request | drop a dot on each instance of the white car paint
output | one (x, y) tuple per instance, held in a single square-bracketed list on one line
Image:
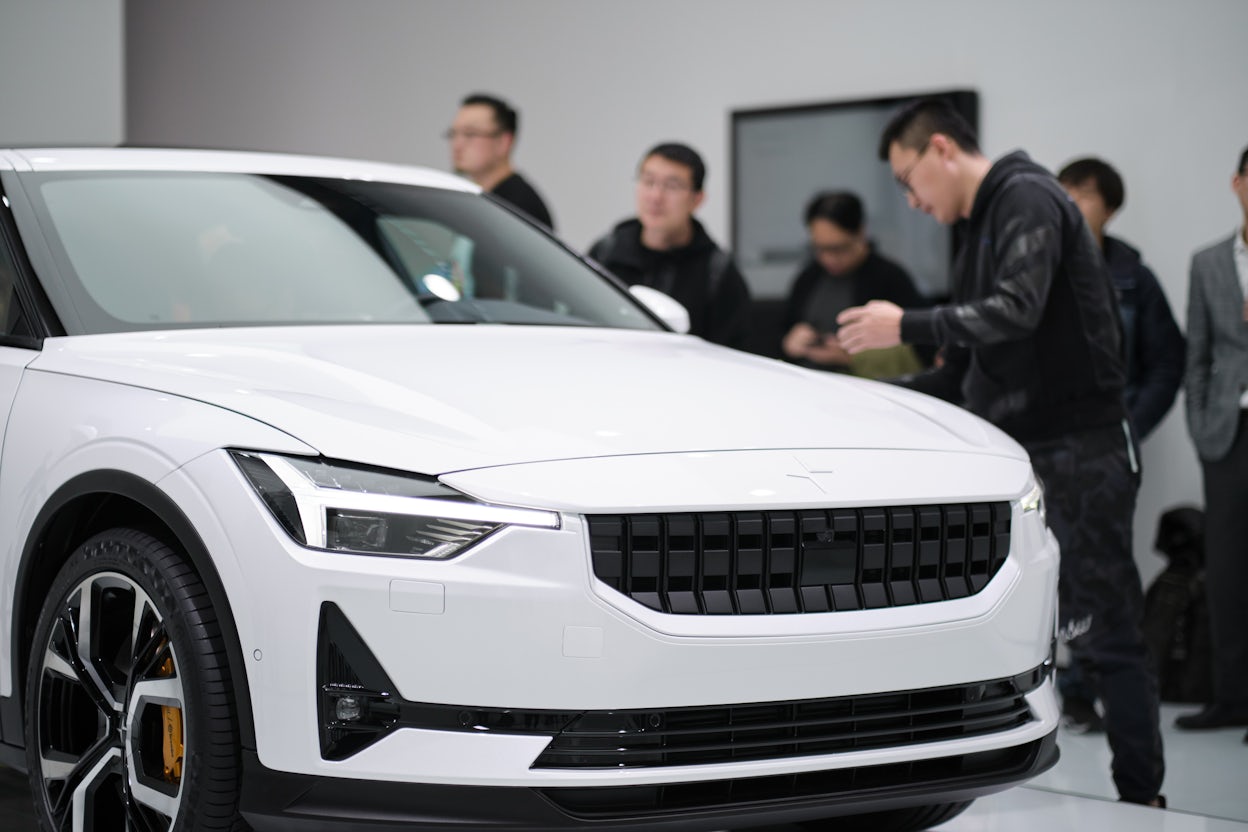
[(577, 420)]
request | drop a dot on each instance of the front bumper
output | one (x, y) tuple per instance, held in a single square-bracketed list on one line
[(283, 802), (521, 623)]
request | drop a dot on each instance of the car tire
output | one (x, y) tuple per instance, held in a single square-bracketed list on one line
[(902, 820), (130, 714)]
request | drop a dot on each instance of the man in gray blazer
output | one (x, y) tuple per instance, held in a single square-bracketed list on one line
[(1217, 418)]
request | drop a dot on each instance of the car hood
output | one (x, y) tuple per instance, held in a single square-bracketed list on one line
[(443, 398)]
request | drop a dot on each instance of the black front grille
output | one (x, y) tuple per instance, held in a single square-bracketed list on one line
[(758, 563), (689, 736)]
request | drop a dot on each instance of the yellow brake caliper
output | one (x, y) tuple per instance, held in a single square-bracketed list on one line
[(172, 744)]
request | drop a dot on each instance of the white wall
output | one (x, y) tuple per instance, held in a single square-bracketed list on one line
[(60, 72), (1153, 86)]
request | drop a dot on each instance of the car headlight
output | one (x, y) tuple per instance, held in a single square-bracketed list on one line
[(1033, 500), (338, 507)]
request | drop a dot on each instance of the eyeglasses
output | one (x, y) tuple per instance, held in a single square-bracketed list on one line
[(469, 134), (667, 186), (835, 250), (904, 176)]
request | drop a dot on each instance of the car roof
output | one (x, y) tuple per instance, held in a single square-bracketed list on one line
[(224, 161)]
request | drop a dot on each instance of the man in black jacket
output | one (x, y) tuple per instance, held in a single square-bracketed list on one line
[(1155, 351), (1153, 343), (1032, 342), (667, 248), (482, 139)]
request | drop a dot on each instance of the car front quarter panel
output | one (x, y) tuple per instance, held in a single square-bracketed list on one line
[(64, 428)]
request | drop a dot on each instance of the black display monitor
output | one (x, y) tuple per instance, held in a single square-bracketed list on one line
[(783, 156)]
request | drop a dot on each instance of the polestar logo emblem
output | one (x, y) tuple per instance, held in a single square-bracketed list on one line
[(811, 473)]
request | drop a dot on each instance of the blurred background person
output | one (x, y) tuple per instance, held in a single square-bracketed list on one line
[(482, 139), (844, 271), (1217, 418), (1155, 351), (667, 248)]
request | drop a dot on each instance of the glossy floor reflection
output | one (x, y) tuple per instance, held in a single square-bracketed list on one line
[(1206, 786)]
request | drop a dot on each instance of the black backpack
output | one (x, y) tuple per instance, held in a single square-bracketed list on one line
[(1176, 611)]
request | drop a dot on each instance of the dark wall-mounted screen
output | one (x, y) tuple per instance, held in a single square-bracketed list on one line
[(783, 156)]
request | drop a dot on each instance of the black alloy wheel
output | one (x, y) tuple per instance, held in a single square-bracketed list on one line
[(130, 720)]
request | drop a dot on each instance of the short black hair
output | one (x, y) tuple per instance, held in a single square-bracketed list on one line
[(840, 207), (504, 115), (1102, 176), (680, 155), (916, 121)]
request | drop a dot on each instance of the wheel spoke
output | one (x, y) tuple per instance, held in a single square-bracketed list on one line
[(71, 806), (84, 644), (78, 657), (154, 800)]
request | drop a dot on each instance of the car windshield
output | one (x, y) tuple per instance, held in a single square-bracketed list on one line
[(164, 250)]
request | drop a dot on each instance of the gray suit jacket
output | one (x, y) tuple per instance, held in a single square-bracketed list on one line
[(1217, 349)]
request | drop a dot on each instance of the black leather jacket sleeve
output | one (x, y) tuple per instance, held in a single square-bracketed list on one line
[(1025, 251)]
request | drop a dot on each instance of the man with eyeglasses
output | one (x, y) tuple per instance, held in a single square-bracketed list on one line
[(844, 271), (667, 248), (1032, 342), (482, 139)]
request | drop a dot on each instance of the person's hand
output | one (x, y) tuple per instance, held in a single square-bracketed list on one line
[(799, 341), (829, 352), (874, 326)]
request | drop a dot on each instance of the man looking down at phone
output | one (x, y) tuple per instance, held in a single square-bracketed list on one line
[(844, 271)]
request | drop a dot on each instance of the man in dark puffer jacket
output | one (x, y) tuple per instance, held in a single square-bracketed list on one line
[(1032, 342)]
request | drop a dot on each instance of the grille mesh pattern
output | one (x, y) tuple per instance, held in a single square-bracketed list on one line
[(775, 730), (758, 563)]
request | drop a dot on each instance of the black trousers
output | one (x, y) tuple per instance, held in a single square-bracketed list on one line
[(1090, 494), (1226, 568)]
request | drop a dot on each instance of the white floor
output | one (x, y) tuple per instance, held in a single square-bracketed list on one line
[(1206, 786)]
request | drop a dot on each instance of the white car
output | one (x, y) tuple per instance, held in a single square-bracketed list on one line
[(337, 495)]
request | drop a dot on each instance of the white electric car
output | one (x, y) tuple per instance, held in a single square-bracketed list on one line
[(336, 495)]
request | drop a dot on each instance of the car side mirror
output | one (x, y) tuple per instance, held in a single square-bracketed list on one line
[(664, 307)]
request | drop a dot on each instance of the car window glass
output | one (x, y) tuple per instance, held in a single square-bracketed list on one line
[(160, 250), (209, 250), (9, 307)]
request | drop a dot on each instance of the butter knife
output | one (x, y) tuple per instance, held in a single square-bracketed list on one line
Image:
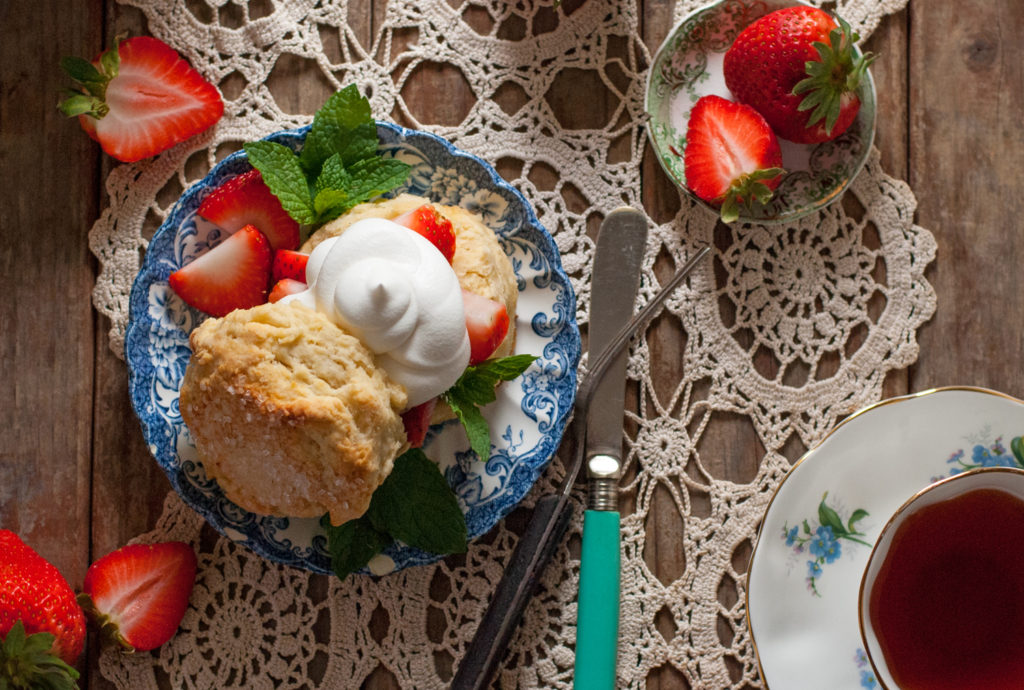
[(550, 520), (615, 281)]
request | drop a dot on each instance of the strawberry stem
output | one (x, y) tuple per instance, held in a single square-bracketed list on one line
[(748, 189), (836, 73), (27, 661)]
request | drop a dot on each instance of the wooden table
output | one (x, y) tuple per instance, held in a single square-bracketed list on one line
[(76, 479)]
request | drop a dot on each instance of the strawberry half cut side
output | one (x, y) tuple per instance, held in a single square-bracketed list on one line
[(138, 594), (140, 98), (432, 225), (246, 200), (732, 157), (288, 263), (231, 275), (417, 422), (284, 288), (486, 322)]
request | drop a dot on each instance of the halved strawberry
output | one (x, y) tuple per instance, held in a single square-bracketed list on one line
[(231, 275), (732, 157), (246, 200), (138, 594), (289, 264), (284, 288), (140, 98), (486, 322), (417, 421), (431, 225)]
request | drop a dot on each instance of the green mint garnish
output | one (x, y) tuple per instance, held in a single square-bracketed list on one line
[(338, 166), (474, 389), (414, 505)]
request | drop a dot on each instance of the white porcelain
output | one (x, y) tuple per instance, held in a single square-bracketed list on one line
[(1010, 480), (804, 580)]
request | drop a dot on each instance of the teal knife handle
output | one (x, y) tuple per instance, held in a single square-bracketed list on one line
[(597, 616)]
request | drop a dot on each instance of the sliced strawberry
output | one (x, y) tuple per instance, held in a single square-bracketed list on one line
[(247, 201), (231, 275), (486, 322), (138, 594), (417, 421), (140, 98), (284, 288), (431, 225), (289, 264), (732, 157)]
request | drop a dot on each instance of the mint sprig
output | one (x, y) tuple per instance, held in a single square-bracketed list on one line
[(415, 505), (474, 389), (338, 166)]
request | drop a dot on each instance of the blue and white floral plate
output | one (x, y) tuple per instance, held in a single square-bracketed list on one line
[(817, 533), (526, 421)]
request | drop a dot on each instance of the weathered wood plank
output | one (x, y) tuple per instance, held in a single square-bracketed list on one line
[(966, 96)]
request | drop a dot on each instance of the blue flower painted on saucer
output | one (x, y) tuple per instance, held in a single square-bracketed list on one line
[(988, 455), (821, 540)]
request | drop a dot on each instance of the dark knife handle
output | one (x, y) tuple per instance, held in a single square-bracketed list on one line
[(538, 544)]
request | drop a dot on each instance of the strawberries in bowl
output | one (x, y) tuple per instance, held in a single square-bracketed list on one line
[(820, 164)]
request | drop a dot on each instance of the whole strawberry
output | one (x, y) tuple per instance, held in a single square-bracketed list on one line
[(798, 69), (34, 594)]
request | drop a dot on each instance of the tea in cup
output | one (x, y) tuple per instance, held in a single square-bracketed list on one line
[(942, 597)]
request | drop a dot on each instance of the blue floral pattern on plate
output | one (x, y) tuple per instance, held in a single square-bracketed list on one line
[(859, 475), (527, 420)]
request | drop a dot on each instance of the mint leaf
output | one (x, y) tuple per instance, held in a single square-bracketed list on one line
[(509, 368), (343, 118), (330, 204), (352, 544), (283, 174), (476, 426), (417, 506), (476, 388), (373, 176)]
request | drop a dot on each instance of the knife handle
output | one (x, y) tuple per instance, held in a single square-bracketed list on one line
[(544, 533), (597, 616)]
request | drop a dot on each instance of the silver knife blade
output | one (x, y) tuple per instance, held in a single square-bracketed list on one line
[(614, 283)]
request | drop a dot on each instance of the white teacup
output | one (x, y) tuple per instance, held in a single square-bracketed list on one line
[(942, 597)]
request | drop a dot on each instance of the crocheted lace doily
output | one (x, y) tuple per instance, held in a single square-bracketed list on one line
[(790, 329)]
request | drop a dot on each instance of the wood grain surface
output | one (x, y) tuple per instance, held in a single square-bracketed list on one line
[(76, 479)]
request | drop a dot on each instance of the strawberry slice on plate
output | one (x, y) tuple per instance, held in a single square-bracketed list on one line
[(140, 98), (486, 322), (417, 421), (288, 263), (231, 275), (732, 157), (284, 288), (246, 200), (138, 594), (432, 225)]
-=-=-
-- The task --
Copy the records from the line containing "request | drop a dot on each instance of the crocheted" through the end, substituting "napkin" for "doily" and leaving everything else unchanged.

-- Written solution --
request | drop a dot on each instance of the crocheted lace napkin
output | one (x, y) tuple per instance, held in a single square-bracketed list on one line
[(790, 329)]
request | drop a dot on each instance of the wood grain surface
output | one (x, y) tuple per instance, held in a single square-bracketed list on one line
[(76, 479)]
request | drop a dot on each instance of the strawberry slice on plate
output | one (x, y) tuple per instance, held in a single square-bracketed list on one line
[(140, 98), (486, 322), (417, 421), (288, 263), (231, 275), (732, 157), (284, 288), (246, 200), (138, 594), (432, 225)]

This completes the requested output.